ЗАДАНИЕ 1: Перепишите слово в слово часть текста о годах Арриги в Дар-эс-Саламе, начиная со слов «В Дар-эс-Саламе Арриги» и заканчивая словами «с наклонностями провокатора.».
ЗАДАНИЕ 2: После какого года, согласно тексту о годах Арриги в Дар-эс-Саламе, в Танзании наступили долговой кризис и структурная деградация?

ФРАГМЕНТ ДОКУМЕНТА:
--- --- ---

Столица Танзании Дар-эс-Салам в те годы служила Меккой молодых радикальных интеллектуалов. Немаловажно, что в конце 1960-х Танзания была относительно дешевой и комфортной страной с динамичной экономикой и приятно-интеллигентным президентом Джулиусом Ньерере, переводившим Шекспира на суахили. Долговой кризис и структурная деградация наступили только десятилетие спустя, после 1979 г. В более поздних статьях Арриги рассматривает эту дату как наступление Великой Депрессии третьего мира, вызванной резким монетаристским разворотом США, который направил в Америку инвестиционные капиталы и тем самым, при внезапном исчезновении дешевого кредита, в массовом порядке обрушил и без того перенапряженные платежные балансы развивающихся стран. Однако признаки неблагополучия уже в конце 1960-х гг. были различимы в росте коррупции и в противоречиях правительственного курса, провозглашавшего цели догоняющего развития и африканского социализма, но на деле субсидировавшего потребление новых средних слоев города за счет деревни. Арриги оказался в новой для себя роли критика левого романтизма среди своих коллег, которые страстно желали видеть надежду в танзанийском эксперименте. Негативные моменты они с готовностью списывали на колониальное наследие и «империализм».
В Дар-эс-Саламе Арриги пишет свои первые самостоятельные работы по политической экономии Африки и критику бездумно-риторического использования гобсоновского термина «империализм». Эти работы принесли Арриги известность, и, более того, оказались пророческими.[10] Проект африканского социализма обернулся провалом, а слова «империя» и «империализм» уже в наши дни вдруг пережили возрождение. Стоит отметить, что и в конце шестидесятых, и сегодня одним из противников Арриги выступает Антонио Негри, эстетский ультралевый философ с наклонностями провокатора.

--- --- ---

СОХРАНЁННЫЕ МАТЕРИАЛЫ:

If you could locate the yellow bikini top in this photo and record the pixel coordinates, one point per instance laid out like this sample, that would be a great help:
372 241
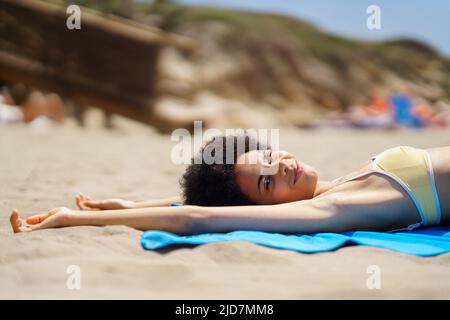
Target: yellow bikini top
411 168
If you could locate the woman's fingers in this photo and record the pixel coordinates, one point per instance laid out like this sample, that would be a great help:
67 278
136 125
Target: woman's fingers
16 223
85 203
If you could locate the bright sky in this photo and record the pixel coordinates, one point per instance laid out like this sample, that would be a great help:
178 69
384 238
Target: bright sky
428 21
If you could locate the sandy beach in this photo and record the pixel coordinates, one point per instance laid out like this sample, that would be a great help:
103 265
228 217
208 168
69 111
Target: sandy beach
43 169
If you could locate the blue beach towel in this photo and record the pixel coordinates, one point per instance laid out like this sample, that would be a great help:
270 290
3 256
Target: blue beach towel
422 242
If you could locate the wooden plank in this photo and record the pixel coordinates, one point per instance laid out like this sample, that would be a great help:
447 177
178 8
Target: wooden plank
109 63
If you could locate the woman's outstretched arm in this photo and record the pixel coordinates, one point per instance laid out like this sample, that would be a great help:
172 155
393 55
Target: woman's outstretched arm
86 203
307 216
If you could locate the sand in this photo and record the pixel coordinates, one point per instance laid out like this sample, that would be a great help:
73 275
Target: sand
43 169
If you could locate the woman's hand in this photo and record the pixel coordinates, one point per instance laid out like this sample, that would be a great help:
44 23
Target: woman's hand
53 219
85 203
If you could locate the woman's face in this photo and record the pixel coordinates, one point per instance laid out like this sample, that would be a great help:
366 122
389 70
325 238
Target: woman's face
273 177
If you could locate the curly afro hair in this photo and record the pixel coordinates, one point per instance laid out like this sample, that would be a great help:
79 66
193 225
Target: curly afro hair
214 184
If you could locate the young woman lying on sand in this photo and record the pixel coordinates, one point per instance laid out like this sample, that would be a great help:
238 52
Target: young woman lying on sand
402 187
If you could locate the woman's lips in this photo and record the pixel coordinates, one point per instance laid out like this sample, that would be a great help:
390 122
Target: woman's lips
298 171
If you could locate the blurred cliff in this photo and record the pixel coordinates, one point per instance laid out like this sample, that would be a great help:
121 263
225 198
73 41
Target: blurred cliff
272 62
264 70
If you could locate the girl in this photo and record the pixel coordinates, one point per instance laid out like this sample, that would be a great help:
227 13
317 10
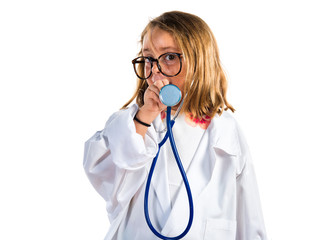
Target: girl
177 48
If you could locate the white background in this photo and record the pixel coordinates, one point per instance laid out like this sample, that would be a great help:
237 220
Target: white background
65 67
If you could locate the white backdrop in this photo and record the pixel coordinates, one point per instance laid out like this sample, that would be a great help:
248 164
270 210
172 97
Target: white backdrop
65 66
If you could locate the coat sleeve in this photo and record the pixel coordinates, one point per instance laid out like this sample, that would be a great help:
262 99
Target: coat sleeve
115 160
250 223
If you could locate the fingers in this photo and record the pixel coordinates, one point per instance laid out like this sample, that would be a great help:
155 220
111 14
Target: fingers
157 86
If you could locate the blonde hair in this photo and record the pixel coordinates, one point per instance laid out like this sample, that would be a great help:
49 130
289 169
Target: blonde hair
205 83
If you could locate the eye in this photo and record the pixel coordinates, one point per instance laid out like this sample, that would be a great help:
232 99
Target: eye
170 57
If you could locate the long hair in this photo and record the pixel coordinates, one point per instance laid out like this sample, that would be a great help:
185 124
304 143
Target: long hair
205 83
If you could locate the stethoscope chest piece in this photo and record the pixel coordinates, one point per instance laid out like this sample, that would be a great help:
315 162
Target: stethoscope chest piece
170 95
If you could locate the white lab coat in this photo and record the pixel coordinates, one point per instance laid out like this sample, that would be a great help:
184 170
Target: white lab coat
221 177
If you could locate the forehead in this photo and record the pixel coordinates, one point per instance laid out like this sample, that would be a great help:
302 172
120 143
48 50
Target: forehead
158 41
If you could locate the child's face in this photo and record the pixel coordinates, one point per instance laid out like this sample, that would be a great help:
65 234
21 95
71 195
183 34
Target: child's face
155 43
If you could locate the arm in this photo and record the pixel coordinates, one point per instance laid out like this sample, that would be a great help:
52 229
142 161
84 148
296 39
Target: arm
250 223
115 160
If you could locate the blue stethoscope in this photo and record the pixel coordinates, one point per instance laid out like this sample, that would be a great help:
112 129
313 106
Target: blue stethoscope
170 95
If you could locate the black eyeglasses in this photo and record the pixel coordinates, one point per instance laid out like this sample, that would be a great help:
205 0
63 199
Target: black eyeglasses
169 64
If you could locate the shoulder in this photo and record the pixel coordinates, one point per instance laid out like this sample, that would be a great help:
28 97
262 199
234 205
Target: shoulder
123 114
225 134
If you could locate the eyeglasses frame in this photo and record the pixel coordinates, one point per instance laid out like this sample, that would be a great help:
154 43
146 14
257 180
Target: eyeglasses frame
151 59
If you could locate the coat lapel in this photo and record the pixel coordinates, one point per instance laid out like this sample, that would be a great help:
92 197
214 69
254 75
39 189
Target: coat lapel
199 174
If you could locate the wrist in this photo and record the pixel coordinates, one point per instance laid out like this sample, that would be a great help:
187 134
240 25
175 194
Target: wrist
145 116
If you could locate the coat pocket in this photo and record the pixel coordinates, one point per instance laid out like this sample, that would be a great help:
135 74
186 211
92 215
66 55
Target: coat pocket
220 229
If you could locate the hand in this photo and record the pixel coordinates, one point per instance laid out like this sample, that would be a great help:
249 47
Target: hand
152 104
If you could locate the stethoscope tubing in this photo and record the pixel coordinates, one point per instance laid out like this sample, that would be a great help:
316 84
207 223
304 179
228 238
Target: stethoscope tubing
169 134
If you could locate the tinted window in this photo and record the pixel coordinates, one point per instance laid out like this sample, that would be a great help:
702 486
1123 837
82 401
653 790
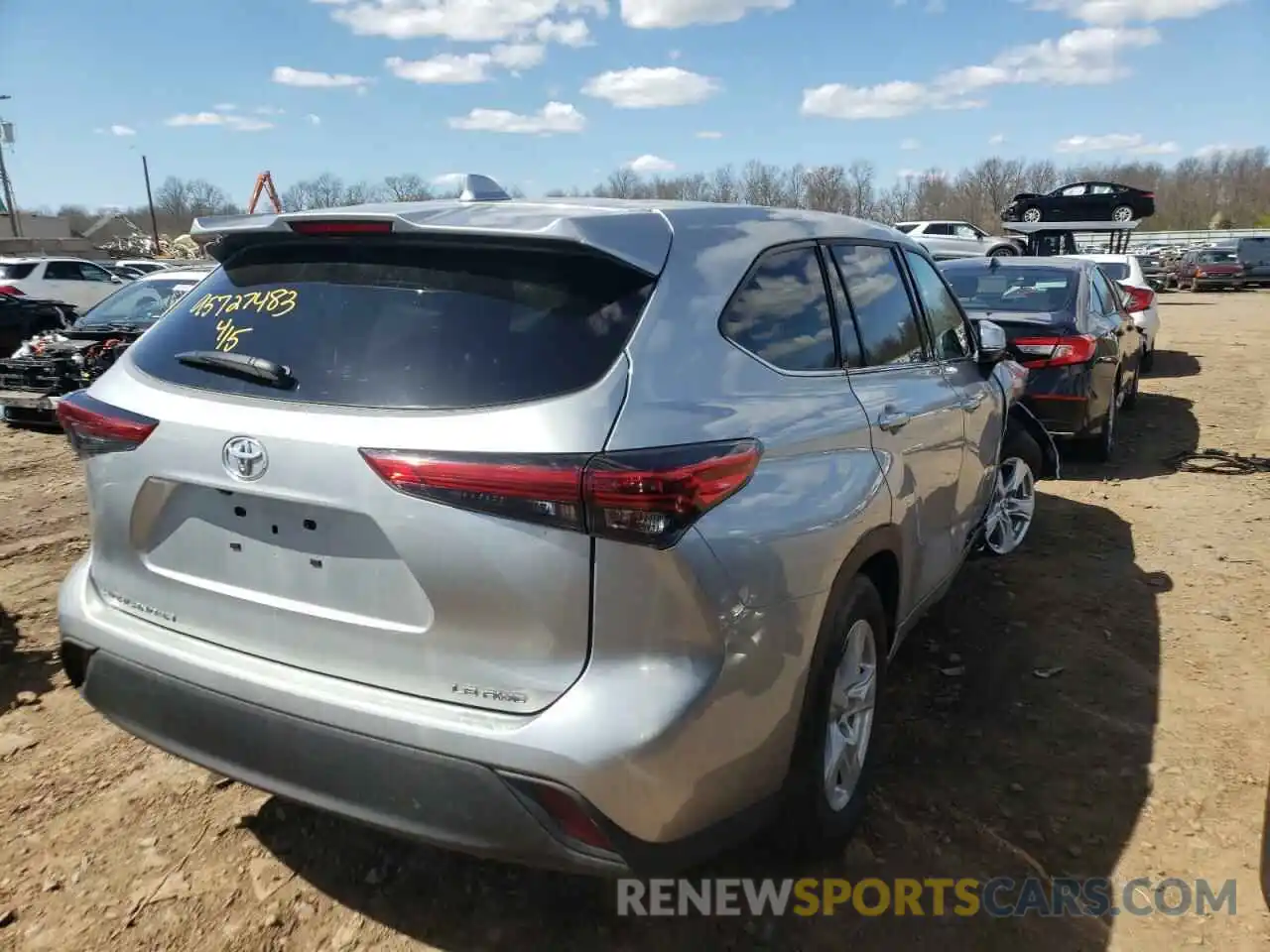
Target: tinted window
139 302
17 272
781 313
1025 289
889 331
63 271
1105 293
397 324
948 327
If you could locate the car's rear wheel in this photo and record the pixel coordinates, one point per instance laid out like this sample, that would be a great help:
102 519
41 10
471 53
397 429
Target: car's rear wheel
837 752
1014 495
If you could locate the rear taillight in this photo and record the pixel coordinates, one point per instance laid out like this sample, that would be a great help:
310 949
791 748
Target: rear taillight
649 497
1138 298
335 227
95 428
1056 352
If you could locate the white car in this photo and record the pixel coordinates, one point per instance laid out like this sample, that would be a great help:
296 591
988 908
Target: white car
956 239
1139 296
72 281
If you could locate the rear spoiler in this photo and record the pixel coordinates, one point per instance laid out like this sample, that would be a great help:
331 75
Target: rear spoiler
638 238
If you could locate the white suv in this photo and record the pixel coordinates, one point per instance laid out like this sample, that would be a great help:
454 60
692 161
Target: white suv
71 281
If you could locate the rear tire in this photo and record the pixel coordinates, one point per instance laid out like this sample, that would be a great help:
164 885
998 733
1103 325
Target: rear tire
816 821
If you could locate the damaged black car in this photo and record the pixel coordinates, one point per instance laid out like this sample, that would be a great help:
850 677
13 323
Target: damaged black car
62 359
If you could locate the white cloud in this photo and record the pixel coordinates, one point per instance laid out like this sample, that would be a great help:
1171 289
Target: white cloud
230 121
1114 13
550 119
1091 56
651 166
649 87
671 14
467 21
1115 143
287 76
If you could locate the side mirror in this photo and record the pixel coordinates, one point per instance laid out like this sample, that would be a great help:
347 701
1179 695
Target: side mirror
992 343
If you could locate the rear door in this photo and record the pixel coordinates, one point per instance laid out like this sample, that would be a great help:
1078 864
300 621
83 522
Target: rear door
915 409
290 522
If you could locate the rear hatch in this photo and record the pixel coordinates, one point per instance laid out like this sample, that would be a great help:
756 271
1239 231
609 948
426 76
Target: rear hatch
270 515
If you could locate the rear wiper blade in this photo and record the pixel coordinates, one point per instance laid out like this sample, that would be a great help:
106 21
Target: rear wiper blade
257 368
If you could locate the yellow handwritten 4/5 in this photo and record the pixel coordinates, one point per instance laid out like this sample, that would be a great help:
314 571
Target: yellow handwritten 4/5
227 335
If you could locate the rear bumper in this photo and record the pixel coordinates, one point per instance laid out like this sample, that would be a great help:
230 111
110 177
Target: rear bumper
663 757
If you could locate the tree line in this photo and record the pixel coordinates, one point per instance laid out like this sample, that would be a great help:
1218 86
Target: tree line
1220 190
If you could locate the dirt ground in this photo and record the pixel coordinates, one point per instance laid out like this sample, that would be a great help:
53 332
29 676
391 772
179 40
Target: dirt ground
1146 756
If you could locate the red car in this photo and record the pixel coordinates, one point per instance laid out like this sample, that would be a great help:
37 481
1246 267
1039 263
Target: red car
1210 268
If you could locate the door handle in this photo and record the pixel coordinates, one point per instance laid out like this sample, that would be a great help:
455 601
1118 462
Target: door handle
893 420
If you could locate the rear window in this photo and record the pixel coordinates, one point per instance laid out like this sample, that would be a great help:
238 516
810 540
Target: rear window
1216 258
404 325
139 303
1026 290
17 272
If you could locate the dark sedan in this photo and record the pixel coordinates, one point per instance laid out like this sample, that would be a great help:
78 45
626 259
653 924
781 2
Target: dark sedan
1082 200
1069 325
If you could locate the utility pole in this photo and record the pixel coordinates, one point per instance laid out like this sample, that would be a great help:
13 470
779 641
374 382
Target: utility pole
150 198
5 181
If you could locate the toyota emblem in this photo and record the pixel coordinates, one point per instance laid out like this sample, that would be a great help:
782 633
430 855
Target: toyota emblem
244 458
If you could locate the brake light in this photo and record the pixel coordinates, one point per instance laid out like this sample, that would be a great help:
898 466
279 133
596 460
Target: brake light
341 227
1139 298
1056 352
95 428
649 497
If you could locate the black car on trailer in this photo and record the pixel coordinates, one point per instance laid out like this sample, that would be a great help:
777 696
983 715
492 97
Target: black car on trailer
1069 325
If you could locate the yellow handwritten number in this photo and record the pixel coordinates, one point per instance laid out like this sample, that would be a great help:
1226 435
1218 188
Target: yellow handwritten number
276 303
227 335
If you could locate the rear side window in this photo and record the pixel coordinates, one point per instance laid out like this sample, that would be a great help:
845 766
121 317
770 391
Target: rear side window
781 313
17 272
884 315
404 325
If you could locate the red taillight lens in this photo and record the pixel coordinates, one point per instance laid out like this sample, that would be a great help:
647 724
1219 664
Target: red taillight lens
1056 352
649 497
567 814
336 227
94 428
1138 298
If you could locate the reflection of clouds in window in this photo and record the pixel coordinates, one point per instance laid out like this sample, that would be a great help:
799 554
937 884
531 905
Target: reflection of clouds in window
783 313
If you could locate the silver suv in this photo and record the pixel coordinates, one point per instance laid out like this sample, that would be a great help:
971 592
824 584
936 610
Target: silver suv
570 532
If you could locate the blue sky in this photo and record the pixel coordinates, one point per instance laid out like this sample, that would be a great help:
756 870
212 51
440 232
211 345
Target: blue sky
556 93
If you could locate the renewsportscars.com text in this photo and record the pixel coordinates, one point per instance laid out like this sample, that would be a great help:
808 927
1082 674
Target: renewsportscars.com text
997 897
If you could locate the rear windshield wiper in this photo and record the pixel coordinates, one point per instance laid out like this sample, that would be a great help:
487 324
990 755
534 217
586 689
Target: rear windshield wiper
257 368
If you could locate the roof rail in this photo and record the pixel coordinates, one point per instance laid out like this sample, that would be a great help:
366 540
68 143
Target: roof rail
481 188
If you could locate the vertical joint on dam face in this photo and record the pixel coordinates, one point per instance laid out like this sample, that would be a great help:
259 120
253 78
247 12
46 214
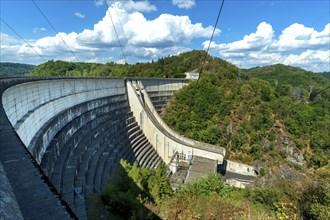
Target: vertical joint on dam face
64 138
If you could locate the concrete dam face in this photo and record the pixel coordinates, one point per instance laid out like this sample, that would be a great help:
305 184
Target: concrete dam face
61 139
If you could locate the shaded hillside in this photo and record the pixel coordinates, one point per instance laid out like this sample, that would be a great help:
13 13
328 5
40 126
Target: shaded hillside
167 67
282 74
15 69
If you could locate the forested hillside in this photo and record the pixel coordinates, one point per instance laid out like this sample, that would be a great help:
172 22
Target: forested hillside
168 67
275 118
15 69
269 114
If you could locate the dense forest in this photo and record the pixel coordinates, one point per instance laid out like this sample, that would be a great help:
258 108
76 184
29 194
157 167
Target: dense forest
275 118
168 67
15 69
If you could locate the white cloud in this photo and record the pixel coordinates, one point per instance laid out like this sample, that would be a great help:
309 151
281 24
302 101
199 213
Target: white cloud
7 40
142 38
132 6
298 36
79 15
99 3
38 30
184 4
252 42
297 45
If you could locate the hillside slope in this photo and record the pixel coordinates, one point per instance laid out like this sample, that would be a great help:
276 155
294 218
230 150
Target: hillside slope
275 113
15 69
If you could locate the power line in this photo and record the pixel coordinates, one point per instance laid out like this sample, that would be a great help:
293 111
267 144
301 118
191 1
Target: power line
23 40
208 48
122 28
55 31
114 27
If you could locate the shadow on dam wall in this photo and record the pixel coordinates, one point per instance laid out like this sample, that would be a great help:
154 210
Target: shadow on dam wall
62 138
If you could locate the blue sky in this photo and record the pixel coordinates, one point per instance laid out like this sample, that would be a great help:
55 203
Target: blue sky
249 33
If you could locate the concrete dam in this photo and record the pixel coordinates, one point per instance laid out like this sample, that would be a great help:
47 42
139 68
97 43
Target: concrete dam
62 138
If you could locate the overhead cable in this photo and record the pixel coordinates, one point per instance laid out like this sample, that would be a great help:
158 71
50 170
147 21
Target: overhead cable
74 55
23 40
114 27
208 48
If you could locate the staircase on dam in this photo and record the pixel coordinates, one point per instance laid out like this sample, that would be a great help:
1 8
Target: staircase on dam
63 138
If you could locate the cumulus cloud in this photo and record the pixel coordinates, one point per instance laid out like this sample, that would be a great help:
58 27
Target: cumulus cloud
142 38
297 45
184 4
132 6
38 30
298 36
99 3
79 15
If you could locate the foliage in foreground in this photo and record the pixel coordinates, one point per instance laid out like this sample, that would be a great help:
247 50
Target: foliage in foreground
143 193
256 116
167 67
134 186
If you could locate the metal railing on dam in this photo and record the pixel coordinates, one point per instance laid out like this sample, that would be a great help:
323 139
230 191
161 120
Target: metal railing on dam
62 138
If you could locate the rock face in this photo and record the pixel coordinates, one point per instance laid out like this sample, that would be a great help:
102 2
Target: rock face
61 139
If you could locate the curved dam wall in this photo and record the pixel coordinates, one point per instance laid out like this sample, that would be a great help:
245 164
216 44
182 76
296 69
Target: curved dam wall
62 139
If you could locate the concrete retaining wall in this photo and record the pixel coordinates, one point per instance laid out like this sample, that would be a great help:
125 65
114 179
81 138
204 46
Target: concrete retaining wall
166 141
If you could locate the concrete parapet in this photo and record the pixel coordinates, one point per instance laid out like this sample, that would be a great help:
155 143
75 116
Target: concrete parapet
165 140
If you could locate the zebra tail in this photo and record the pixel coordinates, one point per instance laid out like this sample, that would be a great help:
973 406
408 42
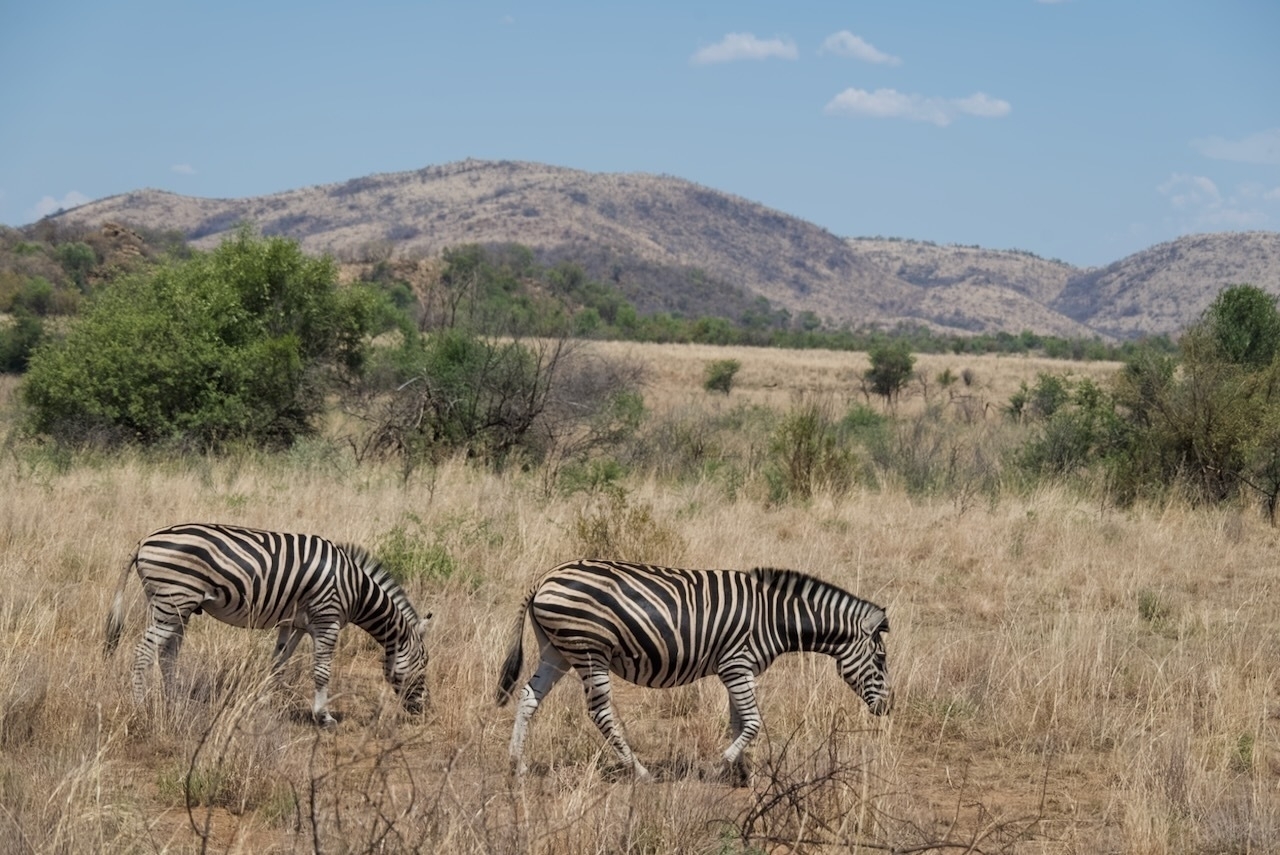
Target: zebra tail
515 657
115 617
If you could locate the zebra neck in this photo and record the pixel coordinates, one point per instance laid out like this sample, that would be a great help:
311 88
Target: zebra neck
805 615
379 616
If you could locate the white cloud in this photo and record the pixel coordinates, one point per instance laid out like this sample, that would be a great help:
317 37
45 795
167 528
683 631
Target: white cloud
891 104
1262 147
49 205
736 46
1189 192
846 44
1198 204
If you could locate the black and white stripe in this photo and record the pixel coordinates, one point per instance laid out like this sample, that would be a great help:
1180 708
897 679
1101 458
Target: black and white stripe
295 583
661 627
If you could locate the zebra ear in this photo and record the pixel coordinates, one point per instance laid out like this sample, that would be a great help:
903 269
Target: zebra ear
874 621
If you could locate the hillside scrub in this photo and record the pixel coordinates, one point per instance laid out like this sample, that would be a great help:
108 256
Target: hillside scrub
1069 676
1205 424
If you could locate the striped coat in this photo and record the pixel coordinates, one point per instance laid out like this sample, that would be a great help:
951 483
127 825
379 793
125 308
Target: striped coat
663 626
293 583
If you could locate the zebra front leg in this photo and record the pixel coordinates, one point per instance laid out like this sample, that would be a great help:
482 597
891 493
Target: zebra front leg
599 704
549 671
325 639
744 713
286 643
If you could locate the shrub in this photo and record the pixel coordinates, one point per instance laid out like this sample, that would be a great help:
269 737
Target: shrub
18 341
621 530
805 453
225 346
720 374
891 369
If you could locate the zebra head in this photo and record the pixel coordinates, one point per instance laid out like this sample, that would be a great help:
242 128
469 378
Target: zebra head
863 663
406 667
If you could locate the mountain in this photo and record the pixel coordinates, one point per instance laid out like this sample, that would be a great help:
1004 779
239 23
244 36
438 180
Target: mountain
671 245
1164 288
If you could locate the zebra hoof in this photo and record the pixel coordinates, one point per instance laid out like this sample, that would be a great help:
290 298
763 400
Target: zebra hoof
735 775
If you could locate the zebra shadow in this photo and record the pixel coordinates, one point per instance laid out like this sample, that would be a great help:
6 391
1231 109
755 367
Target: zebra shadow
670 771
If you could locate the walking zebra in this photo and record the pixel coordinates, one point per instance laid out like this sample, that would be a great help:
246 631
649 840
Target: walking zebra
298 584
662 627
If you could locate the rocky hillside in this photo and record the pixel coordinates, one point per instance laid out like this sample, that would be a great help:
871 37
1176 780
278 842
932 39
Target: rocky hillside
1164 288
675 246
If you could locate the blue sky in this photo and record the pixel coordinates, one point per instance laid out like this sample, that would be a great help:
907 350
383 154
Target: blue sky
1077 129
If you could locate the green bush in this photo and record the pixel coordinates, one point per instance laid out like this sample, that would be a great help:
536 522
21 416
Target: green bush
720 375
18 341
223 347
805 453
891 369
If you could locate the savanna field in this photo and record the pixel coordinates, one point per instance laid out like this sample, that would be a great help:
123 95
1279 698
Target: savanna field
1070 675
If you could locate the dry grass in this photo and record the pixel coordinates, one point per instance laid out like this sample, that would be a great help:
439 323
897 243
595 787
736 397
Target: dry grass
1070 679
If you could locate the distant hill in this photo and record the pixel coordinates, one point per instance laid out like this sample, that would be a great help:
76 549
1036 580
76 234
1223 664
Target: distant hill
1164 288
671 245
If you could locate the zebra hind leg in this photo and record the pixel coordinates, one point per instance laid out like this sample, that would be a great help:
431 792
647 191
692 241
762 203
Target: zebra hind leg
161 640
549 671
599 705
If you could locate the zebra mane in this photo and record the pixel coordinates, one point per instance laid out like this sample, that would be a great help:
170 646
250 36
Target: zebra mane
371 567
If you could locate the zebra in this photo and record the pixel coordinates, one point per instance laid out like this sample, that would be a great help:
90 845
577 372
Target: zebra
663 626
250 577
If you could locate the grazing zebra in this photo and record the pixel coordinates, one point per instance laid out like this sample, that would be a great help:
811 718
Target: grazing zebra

--- --- ---

ОБРАЗЕЦ ОТВЕТА 1:
В Дар-эс-Саламе Арриги пишет свои первые самостоятельные работы по политической экономии Африки и критику бездумно-риторического использования гобсоновского термина «империализм». Эти работы принесли Арриги известность, и, более того, оказались пророческими.[10] Проект африканского социализма обернулся провалом, а слова «империя» и «империализм» уже в наши дни вдруг пережили возрождение. Стоит отметить, что и в конце шестидесятых, и сегодня одним из противников Арриги выступает Антонио Негри, эстетский ультралевый философ с наклонностями провокатора.

ОБРАЗЕЦ ОТВЕТА 2: После 1979 года.